→ **Instructions**
(A) Answer these questions from the article on community service at GCU.
(i) What is the theme being introduced this fall?
(ii) Which offices at GCU does Griffin oversee?
(iii) Neighborhoods west of which highway have long fought a stigma of being run-down and hopeless?
(B) Proceed with the article on community service at GCU from where it stops.

→ **Given text**
------------------------------------------------------------

By Michael Ferraresi
GCU News Bureau
Helping refugees learn English. Making sure struggling parents have Christmas gifts for their children. Spending time with aging military veterans, reminding them they are never forgotten.
Community service is part of the fabric of GCU. For years, University students and staff have partnered with west Phoenix neighborhood leaders on the streets around campus. That dedication will be amplified this fall with more students on campus than ever before, and the results could be limitless.
A theme being introduced this fall is “Community: One Spirit, One Purpose.” The idea is based on the second book of Philippians, which encourages selflessness and caring for others. Dean of Students Pastor Tim Griffin said the theme is meant to focus students on staying humble amid the accelerated growth of GCU’s campus — that as the University sheds its image as a quiet little Christian college, it’s perhaps even more important to give back.
The larger and more successful GCU becomes, the more resources will become available for programs to help at-risk people who share west Phoenix with the University’s students. Neighborhoods west of Interstate 17 within several miles of the campus have long fought the stigma of being run-down and hopeless. But others, such as Griffin, see west Phoenix as an area in transition.
“To me, I don’t think it’s something we should shy away from,” said Griffin, who oversees the Campus and Spiritual Life offices at GCU.

------------------------------------------------------------

→ **Given information**
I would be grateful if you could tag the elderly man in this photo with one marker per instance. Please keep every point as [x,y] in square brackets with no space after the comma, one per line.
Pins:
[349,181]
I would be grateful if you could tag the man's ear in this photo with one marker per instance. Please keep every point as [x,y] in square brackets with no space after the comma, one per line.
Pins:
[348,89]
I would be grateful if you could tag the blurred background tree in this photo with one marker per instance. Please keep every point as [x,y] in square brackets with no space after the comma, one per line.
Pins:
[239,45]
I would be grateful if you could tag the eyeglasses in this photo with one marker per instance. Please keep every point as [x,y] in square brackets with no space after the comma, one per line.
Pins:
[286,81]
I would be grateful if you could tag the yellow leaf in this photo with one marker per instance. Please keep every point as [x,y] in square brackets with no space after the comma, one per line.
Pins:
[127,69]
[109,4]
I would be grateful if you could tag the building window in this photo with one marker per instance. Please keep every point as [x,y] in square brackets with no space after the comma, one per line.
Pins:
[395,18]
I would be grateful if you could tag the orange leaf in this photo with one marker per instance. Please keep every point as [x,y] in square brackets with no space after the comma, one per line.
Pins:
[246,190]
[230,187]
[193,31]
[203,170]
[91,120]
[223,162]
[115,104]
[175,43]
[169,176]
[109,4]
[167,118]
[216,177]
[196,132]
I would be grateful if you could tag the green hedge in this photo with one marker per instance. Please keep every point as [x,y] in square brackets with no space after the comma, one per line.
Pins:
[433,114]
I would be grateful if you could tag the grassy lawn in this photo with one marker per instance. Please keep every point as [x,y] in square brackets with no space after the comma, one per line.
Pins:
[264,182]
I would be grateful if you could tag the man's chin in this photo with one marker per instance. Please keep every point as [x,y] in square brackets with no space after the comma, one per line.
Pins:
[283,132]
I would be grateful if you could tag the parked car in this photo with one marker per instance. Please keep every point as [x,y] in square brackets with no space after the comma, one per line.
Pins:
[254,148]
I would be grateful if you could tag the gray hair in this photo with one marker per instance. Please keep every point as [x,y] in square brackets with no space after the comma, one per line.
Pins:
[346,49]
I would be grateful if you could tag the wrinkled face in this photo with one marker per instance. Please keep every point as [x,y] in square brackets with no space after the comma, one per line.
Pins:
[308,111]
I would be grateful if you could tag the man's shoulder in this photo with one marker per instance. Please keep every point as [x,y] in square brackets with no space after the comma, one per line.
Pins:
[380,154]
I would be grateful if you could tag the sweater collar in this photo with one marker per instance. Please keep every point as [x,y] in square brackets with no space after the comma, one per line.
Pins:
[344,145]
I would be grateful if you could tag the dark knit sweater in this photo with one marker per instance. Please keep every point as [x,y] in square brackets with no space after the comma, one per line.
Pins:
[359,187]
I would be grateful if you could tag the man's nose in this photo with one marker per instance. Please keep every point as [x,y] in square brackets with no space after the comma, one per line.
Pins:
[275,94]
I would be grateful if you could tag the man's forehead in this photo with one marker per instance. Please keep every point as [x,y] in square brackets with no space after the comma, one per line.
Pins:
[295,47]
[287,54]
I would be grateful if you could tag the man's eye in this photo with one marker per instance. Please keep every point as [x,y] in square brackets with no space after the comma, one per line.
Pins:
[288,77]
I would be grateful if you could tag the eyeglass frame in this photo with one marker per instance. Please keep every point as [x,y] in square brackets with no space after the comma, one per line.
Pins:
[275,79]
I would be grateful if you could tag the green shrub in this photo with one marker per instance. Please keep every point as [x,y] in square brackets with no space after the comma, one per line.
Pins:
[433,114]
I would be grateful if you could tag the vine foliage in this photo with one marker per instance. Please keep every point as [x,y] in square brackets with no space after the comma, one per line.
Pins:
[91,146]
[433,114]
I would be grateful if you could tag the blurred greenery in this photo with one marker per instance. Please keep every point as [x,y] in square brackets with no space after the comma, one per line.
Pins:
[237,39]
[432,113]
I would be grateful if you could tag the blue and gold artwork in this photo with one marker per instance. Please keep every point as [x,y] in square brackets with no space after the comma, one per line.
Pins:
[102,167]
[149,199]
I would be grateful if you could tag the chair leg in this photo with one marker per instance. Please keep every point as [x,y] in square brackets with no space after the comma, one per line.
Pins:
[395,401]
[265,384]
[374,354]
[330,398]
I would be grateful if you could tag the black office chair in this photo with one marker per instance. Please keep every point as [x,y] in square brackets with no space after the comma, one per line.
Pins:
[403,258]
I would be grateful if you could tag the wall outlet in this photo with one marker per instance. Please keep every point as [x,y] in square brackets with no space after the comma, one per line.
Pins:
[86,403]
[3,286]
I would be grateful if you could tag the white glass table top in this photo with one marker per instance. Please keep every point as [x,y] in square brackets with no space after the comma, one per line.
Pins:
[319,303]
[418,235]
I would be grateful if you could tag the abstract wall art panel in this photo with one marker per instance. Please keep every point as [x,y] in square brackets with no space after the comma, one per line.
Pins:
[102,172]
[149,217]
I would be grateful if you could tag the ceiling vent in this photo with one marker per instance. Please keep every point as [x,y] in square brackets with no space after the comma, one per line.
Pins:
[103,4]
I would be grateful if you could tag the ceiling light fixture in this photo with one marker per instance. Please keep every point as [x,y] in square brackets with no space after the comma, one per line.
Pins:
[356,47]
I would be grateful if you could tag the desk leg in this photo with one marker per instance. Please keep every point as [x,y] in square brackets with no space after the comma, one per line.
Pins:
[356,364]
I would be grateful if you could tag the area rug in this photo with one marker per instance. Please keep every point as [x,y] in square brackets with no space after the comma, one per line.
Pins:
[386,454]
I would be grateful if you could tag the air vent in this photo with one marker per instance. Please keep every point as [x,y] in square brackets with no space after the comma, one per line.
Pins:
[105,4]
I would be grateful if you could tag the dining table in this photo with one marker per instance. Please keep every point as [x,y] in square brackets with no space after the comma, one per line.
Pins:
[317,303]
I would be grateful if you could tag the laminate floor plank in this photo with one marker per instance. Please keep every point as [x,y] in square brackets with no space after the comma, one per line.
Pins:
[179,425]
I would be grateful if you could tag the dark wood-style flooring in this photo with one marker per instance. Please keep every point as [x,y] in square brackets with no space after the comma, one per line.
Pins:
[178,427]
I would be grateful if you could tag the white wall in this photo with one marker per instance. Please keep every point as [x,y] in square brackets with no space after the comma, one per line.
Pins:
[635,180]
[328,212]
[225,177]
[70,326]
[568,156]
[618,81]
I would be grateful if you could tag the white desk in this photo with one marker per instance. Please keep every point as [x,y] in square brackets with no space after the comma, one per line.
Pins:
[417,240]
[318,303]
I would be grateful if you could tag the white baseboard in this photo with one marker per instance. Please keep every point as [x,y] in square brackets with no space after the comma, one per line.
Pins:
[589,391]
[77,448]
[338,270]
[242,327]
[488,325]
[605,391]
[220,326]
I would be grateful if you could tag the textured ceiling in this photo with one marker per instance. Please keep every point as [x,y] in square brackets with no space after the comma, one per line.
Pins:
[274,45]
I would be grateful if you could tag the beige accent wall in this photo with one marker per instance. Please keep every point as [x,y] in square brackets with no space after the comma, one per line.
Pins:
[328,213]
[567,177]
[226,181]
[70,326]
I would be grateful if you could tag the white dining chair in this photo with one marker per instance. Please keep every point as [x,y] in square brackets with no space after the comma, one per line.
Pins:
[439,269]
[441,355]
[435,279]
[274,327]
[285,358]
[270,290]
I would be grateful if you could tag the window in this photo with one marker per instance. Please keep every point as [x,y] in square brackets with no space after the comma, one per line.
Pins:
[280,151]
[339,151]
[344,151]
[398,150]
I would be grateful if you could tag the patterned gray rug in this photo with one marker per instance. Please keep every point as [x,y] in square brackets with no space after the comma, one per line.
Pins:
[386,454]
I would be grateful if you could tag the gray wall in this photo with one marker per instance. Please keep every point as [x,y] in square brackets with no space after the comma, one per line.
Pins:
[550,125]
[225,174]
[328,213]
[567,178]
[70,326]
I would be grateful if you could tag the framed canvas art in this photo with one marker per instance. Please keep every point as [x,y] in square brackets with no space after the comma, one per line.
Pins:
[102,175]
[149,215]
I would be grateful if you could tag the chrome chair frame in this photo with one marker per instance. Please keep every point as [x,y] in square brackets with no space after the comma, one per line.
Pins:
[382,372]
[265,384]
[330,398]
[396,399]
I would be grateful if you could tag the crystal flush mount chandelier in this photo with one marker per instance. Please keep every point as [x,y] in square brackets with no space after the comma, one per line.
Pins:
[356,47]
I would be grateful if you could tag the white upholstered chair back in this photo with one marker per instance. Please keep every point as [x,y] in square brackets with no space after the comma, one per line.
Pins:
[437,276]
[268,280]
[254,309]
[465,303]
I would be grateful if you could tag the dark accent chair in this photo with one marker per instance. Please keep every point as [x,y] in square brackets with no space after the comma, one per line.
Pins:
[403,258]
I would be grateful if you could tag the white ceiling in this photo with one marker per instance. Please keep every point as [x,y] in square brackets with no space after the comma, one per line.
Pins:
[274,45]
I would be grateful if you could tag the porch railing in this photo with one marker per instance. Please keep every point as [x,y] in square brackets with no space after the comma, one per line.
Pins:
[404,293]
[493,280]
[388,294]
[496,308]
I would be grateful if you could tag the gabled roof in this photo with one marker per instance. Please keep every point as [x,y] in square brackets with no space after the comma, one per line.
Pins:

------------------------------------------------------------

→ **Answer list**
(A)
(i) "Community: One Spirit, One Purpose."
(ii) The Campus and Spiritual Life offices.
(iii) Interstate 17.

(B)
“People who have a ministry heart, that are bent that way — that are bent on looking at the world as a place to contribute, to invest, to make a difference — they don’t see it like that,” Griffin said. “They see it as an opportunity.”
Expanding Serve the City
Earlier this year, nearly 300 students turned out for GCU’s traditional Serve the City event, helping to paint walls and clear yard debris at the Dream Center Christian recovery home. Serve the City also has aided a monastery, churches and low-income housing complexes where families rebuild their lives.
Being A Good Neighbor GCU spearheads community service programs that help neighborhood children, support Christian non-profits and enhance the quality of life in west Phoenix. Programs include:Serve the City:Hundreds of students cleared debris, painted blighted walls and scrubbed floors at sites known for their service of poverty-stricken families. Increased student interest could expand the event across several weekends; the next major event is scheduled for Oct. 6.Fall Festival: Families received hundreds of donated books, and GCU hosted a carnival-like costume party with games and food for nearly 6,000 visitors in October. Scheduled for Oct. 26. Soccer clinics: Like the United Nations of youth soccer, the camps created lasting bonds between international refugee children and others from west Phoenix.
Run to Fight Children’s Cancer: GCU hosted 5K and 10K races in March, adding more than $70,000 in fundraising to combat childhood cancer. Races return to campus March 9.
Canyon Cares Christmas: Last December, more than 700 neighborhood children from low-income families received donated presents.
Memorial Day: For the past two years, GCU’s Military Division staff met with residents of Arizona State Veterans Home in Phoenix, helping to brighten their day at the assisted-living facility.
Griffin and other campus spiritual life leaders believe Serve the City outreaches could be spaced out with more precision over several weekends in a semester, rather than sending out hundreds of students on a single Saturday.
The Dream Center, located south of GCU’s campus on Grand Avenue, is an old Embassy Suites motel that has been converted into housing for people looking to escape the dead-end lifestyles of drugs, prostitution and street violence. Residents surrender to the Lord and submit to a structured rehab process to reclaim their independence.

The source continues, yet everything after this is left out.